===== Document section

Among the respondents, the clear message was that companies fear unintended data leakage. A CISO at a major marketing software firm worried about this explicitly, stating, “The real risk is that you have unintentional data leakage of confidential information. People send things into ChatGPT that they shouldn’t, now stored in ChatGPT servers. Maybe it gets used in modeling. Maybe it then winds up getting exposed. So I think the real risk here is the exposure of sensitive information. We have to ask ourselves, “Is that data being adequately protected or not?”
Another respondent provided a recent example of an engineer trying to send a source code snippet up to ChatGPT that included an API key in it. While they were able to detect the issue, in general, this could be very dangerous. Not all companies have security systems that can detect, block, or remediate this type of behavior.
Another information security executive cited Samsung’s temporary ban of ChatGPT in its systems. The electronics company learned the hard way that content input into ChatGPT’s prompt can be viewed publicly. In this case, the input contained the source code of software responsible for the company’s semiconductor equipment. What followed was a knee-jerk reaction to ban ChatGPT.
Controlling the Gen AI outbreak
What can CISOs and corporate security experts do to put some sort of limits on this AI outbreak? One executive said that it’s essential to toughen up basic security measures like “a combination of access control, CASB/proxy/application firewalls/SASE, data protection, and data loss protection.”
Another CIO pointed to reading and implementing some of the concrete steps offered by the National Institute of Standards and Technology Artificial Intelligence Risk Management Framework report. Senior leaders must recognize that risk is inherent in generative AI usage in the enterprise, and proper risk mitigation procedures are likely to evolve.
Still, another respondent mentioned that in their company, generative AI usage policies have been incorporated into employee training modules, and that policy is straightforward to access and read. The person added, “In every vendor/client relationship we secure with GenAI providers, we ensure that the terms of the service have explicit language about the data and content we use as input not being folded into the training foundation of the 3rd party service.”
Corporate governance and regulatory requirements
And what about corporate governance and regulatory requirements? What can organizations do in this area? One of the CISOs surveyed suggested that executive boards should determine what governance practices should be established to maximize the benefits of generative AI against the potential risk and legal/regulatory requirements.

==========
===== Data listing

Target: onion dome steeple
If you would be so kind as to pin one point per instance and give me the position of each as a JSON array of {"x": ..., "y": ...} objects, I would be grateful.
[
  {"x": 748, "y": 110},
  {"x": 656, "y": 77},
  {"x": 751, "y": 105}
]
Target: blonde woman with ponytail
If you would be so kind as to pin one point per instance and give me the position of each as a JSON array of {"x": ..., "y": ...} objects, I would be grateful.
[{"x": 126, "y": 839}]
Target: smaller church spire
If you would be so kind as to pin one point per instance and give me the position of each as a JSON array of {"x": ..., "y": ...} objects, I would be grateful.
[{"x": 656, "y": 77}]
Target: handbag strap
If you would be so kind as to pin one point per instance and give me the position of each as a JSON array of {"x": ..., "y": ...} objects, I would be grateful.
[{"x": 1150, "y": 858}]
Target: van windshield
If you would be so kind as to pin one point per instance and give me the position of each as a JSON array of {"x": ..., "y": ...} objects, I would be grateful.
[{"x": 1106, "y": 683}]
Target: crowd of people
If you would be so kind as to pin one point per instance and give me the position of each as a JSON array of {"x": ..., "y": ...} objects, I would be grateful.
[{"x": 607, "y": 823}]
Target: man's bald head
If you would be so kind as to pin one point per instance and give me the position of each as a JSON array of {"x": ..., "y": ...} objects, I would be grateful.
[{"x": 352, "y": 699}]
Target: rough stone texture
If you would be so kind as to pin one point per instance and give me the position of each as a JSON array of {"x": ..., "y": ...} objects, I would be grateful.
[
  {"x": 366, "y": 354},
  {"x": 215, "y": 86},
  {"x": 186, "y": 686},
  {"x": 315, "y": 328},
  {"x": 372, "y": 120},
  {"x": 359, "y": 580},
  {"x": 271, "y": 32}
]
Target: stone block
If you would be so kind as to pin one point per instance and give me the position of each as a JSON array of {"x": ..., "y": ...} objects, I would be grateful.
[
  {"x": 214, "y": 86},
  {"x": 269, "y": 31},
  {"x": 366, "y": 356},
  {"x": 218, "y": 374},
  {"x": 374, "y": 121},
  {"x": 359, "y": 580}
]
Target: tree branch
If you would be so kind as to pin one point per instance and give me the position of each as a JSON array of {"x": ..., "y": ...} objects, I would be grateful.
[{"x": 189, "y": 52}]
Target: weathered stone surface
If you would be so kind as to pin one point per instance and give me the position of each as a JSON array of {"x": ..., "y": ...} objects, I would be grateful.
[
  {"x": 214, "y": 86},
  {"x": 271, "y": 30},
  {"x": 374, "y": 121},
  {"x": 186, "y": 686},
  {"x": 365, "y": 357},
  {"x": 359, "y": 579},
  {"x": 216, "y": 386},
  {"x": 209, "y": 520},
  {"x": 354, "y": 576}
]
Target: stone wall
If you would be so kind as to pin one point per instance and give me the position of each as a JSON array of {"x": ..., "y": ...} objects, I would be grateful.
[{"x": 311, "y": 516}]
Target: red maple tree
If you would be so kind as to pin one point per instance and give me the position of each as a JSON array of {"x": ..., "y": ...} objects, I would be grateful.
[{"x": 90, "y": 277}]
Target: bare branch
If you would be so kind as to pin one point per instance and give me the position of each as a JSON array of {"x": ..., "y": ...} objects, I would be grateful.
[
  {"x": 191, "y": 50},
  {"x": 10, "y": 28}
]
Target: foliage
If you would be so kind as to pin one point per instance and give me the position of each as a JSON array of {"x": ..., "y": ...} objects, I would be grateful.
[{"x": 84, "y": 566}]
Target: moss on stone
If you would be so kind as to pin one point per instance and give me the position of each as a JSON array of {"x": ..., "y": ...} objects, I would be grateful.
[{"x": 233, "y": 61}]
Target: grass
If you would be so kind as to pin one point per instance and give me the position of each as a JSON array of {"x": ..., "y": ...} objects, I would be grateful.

==========

Exercise goal >> In the text on generative AI security, what did the content that Samsung put into ChatGPT contain? The records were drawn from a separate source.

Result for this exercise >> It contained the source code of software responsible for the company's semiconductor equipment.